YOUR INSTRUCTIONS: In the entries below, find the line containing "white pedestal? Mark that spot.", then copy it and every later line exactly, ending with the last line.

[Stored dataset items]
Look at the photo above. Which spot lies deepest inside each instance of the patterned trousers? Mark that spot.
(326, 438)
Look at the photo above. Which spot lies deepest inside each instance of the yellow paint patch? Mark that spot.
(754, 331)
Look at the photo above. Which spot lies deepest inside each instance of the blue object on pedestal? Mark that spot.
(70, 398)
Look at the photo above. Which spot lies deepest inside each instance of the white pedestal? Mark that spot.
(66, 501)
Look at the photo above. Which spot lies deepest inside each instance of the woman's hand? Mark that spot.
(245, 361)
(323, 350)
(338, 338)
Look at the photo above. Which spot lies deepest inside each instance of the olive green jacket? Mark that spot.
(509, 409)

FINISHED EXERCISE:
Look at the photo above. Which spot lies deepest inside each instance of the white pedestal? Mark that spot.
(66, 501)
Look at the photo above. Which spot lies deepest inside each instance of the woman's hand? Mark that spot.
(245, 361)
(323, 350)
(338, 338)
Look at the photo above. Which spot lies deepest inside each instance of the olive green jacket? Mark that spot.
(509, 409)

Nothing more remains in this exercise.